§ Problems to work on:
(A) Do these statements agree with the Apache Pulsar cheat sheet? (i) A topic is persistent by default. (ii) The Docker command publishes port 9090. (iii) The consume command uses a subscription named "my-subscription". For each, answer yes or no and quote the words of the cheat sheet that decide it.
(B) Using the note in the Apache Pulsar cheat sheet, explain what it means for a topic to be persistent by default.
(C) Give the heading of every command in the Apache Pulsar cheat sheet that is run with pulsar-admin.

§ Text section:
* * * * *

Skip to content

This cheat sheet is filled with some handy tips, commands and code snippets to get you streaming data using Apache Pulsar in no time!

Notifications You must be signed in to change notification settings

streamthoughts/apache-pulsar-cheat-sheet

Repository files navigation

Cheat Sheet for Apache Pulsar 🚀

Use Pulsar in Docker

$ docker run -it \
  -p 6650:6650 \
  -p 8080:8080 \
  --mount source=pulsardata,target=/pulsar/data \
  --mount source=pulsarconf,target=/pulsar/conf \
  apachepulsar/pulsar:latest \
  bin/pulsar standalone

Basic CLI Commands

Create a tenant

$ pulsar-admin tenants create demo

Create a namespace

$ pulsar-admin namespaces create demo/tests

Create a partitioned-topic with defaults tenant/namespace (default/public)

$ pulsar-admin topics create-partitioned-topic cheat_sheet_topic --partitions 3

Note: by default a topic is persistent, i.e. messages are persisted to storage nodes (bookies)

Create a partitioned-topic for a specific tenant and namespace.

$ pulsar-admin topics create-partitioned-topic persistent://my-tenant/my-namespace/cheat_sheet_topic --partitions 3

List partitioned-topics

$ pulsar-admin topics list-partitioned-topics public/default

Get stats about a topic

$ pulsar-admin topics stats persistent://public/default/cheat_sheet_topic

Produce messages

$ pulsar-client produce cheat_sheet_topic --messages "first message, second message, third message"

Consume messages

$ pulsar-client consume -s "my-subscription" cheat_sheet_topic -n 0 -p Earliest

Reset cursor to a specific time

$ pulsar-admin persistent reset-cursor persistent://public/default/cheat_sheet_topic -s my-subscription --time '1d'

Client API

Dependencies

Java (using Maven)

* * * * *

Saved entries
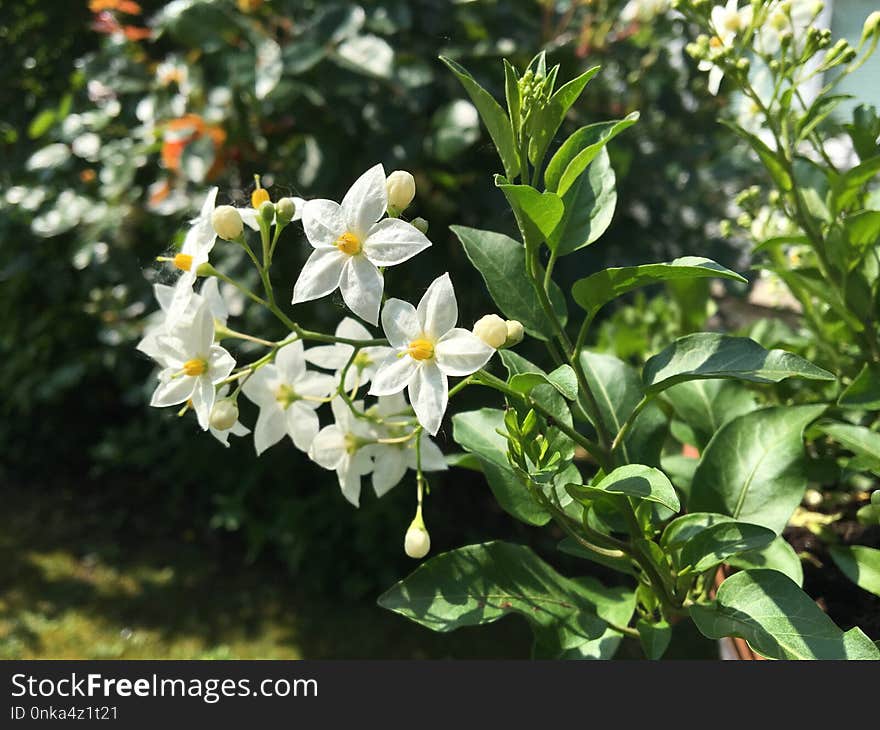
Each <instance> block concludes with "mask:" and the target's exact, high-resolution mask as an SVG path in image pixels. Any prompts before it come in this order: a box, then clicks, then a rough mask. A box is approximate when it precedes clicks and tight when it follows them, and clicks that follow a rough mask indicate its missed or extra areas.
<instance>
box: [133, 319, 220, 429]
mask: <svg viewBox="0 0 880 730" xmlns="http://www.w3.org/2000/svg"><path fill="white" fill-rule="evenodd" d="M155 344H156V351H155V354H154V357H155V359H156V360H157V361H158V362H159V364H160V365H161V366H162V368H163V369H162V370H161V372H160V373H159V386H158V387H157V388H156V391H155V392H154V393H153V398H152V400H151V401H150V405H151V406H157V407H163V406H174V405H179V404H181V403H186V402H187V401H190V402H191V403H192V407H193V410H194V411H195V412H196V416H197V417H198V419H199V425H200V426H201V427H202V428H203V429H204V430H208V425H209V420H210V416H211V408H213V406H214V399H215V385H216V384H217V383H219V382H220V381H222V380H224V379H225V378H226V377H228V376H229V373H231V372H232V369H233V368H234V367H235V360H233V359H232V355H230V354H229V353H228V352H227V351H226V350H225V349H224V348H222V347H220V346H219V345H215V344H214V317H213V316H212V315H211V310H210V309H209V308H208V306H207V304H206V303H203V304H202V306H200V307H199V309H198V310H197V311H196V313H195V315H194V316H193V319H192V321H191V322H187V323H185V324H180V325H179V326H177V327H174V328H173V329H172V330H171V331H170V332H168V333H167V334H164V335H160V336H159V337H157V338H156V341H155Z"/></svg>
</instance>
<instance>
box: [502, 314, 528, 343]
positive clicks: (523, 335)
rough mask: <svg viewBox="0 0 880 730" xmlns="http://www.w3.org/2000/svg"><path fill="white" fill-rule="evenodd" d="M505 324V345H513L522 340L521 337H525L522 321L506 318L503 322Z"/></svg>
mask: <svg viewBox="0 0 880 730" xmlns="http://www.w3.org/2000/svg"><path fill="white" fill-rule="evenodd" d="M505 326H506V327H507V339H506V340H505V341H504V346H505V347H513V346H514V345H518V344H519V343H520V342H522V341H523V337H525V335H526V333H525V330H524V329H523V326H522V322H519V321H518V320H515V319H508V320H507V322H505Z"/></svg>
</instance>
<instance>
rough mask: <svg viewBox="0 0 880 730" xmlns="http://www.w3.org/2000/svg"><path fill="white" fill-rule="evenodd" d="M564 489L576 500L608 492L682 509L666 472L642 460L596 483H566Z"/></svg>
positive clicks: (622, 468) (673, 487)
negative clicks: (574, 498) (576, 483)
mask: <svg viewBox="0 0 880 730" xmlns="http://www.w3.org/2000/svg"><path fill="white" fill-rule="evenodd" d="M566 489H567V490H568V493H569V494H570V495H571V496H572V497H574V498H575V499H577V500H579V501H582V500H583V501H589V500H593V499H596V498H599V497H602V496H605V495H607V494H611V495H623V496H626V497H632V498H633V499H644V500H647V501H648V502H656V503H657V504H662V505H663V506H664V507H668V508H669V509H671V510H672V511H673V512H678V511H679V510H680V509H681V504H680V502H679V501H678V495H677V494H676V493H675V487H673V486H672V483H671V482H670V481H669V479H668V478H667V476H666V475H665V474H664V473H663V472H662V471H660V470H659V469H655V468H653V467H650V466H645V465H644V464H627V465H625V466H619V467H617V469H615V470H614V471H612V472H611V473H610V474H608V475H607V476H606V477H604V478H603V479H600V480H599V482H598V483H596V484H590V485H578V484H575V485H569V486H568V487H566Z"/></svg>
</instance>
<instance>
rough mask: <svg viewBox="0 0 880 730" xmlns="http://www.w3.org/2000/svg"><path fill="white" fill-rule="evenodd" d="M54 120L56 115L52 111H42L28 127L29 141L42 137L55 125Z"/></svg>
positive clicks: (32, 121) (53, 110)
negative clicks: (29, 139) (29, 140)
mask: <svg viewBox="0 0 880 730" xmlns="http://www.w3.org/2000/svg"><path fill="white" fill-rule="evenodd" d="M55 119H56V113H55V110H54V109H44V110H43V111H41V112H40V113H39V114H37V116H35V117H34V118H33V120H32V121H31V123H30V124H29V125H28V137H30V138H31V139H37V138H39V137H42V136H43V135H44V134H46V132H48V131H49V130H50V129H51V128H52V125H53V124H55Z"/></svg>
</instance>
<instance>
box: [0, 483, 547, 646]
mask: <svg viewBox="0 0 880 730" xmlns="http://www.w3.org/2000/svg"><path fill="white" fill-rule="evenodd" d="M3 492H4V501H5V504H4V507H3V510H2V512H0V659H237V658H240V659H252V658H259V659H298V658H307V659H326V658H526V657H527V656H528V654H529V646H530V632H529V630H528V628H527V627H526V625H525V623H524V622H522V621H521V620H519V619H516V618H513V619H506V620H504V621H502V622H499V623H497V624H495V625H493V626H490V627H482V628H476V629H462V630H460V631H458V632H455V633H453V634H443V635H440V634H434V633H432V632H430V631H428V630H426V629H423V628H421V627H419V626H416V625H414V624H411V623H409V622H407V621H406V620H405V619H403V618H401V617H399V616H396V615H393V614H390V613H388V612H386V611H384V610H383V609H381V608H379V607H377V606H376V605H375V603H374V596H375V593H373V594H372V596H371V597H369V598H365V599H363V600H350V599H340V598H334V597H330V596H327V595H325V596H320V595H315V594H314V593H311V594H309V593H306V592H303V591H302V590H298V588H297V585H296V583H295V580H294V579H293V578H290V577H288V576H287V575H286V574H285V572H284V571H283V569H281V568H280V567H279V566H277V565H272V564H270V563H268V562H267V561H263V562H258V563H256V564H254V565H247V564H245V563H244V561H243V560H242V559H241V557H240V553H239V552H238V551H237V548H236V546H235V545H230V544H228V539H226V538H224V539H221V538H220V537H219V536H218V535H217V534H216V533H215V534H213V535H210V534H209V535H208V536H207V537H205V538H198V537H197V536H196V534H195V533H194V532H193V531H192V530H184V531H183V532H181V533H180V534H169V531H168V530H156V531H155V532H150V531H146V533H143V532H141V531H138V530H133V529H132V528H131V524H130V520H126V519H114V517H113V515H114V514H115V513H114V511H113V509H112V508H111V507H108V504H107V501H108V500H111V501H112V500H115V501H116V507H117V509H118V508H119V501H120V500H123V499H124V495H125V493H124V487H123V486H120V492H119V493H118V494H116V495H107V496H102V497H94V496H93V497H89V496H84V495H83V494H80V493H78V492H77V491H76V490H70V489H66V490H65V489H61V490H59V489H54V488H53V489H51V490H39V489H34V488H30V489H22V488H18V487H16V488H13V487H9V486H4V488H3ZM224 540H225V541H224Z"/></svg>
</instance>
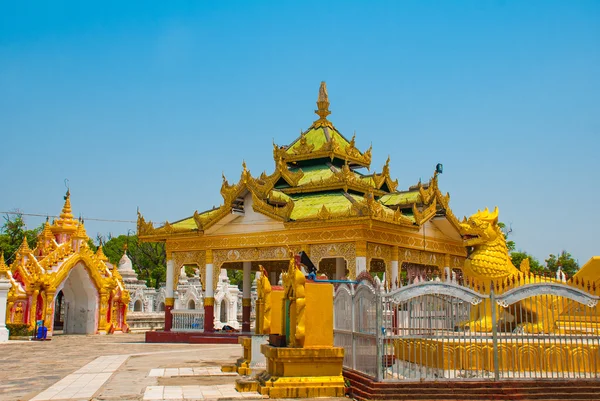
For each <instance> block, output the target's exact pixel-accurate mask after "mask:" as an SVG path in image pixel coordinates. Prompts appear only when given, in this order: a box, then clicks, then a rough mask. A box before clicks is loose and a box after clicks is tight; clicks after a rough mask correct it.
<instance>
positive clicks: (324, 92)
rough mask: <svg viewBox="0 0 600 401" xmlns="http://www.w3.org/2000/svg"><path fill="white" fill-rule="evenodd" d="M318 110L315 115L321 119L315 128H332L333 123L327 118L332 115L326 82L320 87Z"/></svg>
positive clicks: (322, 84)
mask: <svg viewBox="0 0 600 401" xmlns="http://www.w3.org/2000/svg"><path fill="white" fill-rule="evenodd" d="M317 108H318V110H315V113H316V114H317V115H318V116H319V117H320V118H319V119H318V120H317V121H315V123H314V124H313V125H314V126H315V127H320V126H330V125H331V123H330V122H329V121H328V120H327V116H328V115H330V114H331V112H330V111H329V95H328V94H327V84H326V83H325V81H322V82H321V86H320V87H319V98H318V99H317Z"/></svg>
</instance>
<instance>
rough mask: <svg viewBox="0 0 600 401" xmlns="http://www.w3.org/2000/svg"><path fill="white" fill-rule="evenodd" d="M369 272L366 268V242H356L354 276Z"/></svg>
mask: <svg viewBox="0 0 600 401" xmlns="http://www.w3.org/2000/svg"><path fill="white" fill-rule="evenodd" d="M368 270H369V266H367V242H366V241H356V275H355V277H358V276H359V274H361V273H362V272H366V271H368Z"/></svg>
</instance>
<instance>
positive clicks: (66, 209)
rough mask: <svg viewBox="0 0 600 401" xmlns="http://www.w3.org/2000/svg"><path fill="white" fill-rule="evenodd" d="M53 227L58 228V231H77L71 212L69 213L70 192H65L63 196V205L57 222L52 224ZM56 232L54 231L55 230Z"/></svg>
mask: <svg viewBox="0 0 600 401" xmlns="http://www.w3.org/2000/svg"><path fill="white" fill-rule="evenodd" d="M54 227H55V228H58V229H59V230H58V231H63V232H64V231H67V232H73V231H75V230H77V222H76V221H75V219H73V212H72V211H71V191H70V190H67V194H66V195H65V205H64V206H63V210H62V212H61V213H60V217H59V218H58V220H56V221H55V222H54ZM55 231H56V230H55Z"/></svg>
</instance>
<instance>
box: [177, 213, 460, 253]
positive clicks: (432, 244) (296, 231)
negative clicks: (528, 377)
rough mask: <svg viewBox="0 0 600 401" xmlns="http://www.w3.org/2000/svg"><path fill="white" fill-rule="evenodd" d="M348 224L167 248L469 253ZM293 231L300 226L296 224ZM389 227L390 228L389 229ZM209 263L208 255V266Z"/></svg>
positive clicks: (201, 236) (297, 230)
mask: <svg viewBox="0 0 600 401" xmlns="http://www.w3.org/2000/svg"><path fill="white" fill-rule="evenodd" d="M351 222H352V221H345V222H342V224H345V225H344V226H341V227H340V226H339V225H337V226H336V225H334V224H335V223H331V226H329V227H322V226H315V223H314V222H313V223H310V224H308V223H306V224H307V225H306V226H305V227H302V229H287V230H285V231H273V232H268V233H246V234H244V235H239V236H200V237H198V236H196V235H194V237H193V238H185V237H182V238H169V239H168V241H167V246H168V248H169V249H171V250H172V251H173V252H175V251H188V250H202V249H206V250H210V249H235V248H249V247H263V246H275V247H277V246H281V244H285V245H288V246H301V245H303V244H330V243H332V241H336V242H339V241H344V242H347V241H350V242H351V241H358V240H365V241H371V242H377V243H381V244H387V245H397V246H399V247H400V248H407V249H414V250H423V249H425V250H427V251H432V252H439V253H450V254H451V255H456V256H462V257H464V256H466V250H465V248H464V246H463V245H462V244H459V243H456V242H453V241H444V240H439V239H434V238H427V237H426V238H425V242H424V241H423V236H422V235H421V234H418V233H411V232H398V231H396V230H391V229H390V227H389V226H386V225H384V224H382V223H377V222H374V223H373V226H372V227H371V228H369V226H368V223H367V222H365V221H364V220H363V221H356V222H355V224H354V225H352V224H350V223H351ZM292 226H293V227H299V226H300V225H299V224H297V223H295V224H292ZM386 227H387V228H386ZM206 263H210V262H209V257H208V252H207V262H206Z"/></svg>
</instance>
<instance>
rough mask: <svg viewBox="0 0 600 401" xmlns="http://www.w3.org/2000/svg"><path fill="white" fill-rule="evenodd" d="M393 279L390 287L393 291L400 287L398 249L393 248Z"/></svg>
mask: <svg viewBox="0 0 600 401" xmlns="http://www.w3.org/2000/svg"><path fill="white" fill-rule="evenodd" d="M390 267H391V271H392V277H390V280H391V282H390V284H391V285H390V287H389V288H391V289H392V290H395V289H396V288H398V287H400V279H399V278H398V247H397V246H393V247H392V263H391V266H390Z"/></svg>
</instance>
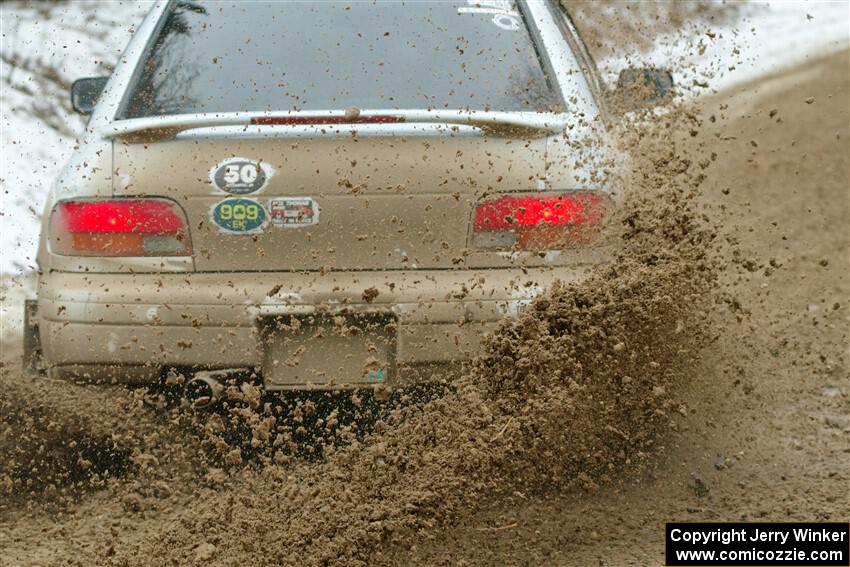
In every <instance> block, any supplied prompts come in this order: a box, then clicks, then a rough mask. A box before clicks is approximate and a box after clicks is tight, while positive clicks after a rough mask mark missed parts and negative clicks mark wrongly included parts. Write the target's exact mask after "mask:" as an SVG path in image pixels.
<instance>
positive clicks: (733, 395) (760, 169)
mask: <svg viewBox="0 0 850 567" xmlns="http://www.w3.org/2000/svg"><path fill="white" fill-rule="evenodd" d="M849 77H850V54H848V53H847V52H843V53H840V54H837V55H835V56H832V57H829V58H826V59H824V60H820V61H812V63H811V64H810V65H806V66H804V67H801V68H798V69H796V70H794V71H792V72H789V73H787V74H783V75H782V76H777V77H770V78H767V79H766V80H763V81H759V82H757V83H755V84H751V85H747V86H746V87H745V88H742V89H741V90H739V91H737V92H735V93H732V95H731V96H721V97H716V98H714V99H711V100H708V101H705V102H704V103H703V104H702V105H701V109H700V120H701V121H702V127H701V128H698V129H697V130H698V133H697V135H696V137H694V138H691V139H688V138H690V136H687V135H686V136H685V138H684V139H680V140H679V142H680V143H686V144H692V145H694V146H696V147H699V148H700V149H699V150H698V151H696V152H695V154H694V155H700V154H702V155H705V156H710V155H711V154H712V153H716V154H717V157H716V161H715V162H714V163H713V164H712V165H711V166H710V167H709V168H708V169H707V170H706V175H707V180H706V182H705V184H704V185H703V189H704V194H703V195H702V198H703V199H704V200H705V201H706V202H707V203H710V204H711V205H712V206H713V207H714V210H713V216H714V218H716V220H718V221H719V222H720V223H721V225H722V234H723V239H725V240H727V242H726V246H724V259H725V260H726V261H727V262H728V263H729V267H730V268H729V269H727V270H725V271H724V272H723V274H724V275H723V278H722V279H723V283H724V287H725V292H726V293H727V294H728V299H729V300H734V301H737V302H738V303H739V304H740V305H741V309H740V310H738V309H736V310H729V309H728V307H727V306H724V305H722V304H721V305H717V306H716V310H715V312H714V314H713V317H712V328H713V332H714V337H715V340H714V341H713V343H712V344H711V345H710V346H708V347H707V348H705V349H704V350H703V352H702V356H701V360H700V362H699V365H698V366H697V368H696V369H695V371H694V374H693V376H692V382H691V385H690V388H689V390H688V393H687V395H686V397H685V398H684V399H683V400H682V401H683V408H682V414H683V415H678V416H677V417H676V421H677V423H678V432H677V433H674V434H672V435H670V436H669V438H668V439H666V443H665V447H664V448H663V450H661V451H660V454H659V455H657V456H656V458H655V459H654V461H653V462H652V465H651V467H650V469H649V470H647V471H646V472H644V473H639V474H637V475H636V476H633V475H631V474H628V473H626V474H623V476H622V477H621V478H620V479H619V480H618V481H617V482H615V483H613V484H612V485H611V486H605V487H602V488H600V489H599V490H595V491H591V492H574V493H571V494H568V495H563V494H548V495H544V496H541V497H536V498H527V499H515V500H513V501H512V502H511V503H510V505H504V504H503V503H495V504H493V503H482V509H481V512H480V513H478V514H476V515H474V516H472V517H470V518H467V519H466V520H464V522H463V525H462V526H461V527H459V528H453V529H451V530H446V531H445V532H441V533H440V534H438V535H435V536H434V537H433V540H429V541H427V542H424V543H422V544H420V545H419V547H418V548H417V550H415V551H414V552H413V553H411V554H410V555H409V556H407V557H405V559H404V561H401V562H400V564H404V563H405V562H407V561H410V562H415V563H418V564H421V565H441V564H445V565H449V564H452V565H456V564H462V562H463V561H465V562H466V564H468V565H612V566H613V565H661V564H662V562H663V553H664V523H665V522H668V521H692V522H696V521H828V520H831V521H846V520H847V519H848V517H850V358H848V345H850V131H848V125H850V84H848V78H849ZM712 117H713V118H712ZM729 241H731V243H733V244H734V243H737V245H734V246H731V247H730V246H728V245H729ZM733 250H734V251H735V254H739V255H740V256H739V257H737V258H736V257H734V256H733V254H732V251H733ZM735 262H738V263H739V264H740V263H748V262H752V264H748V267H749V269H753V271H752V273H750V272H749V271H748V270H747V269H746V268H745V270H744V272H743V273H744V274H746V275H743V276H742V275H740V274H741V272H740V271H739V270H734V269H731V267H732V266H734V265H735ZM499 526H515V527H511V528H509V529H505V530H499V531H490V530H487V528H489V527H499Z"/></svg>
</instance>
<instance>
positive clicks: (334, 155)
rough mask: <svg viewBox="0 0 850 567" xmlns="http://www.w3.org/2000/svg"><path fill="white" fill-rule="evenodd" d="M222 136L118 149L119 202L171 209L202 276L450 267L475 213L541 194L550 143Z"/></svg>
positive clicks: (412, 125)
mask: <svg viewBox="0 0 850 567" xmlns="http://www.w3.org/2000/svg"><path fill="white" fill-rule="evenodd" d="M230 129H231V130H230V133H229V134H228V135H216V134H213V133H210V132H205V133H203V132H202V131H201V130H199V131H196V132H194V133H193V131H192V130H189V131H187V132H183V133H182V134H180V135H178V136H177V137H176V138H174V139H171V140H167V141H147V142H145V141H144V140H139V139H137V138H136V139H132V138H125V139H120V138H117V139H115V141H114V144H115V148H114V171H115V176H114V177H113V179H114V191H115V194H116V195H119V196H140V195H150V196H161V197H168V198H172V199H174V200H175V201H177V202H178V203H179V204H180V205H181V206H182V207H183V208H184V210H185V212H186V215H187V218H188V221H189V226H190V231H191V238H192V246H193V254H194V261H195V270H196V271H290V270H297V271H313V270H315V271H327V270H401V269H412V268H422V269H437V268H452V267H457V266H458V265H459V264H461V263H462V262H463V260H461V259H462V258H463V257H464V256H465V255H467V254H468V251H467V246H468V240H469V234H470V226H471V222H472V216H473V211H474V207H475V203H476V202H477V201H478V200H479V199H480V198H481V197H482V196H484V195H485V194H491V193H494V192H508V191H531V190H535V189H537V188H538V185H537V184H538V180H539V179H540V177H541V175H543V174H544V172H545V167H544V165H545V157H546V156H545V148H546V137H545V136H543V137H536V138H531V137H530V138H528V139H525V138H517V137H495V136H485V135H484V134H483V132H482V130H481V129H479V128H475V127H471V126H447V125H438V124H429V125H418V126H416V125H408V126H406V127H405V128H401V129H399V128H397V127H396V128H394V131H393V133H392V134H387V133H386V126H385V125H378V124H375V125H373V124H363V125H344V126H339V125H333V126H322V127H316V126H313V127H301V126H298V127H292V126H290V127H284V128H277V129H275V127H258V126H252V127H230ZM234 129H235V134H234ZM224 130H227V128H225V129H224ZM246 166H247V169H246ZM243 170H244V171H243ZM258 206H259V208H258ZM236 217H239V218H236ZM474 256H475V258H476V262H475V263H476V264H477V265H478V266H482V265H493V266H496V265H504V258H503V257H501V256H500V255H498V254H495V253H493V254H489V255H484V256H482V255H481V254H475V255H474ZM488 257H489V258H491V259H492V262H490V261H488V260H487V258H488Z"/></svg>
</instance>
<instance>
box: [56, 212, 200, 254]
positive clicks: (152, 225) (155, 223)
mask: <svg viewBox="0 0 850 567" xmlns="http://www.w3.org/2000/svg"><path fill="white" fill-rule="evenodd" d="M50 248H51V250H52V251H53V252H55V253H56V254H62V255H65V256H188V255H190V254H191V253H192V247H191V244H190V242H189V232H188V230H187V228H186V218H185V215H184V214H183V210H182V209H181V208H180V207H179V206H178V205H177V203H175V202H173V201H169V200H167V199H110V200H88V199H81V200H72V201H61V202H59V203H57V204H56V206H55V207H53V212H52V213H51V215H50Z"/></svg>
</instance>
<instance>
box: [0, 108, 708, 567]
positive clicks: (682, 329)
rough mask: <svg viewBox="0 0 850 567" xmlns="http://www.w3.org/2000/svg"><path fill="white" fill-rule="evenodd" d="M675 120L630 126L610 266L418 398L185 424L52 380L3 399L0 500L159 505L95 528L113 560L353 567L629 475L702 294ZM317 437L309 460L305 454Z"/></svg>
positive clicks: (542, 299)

* * * * *

§ Answer set:
(A)
(i) Yes: "by default a topic is persistent"
(ii) No: "-p 6650:6650" and "-p 8080:8080"
(iii) Yes: "-s "my-subscription""

(B) A topic that is persistent by default has its messages persisted to storage nodes. The cheat sheet calls these storage nodes bookies.

(C)
- Create a tenant
- Create a namespace
- Create a partitioned-topic with defaults tenant/namespace (default/public)
- Create a partitioned-topic for a specific tenant and namespace.
- List partitioned-topics
- Get stats about a topic
- Reset cursor to a specific time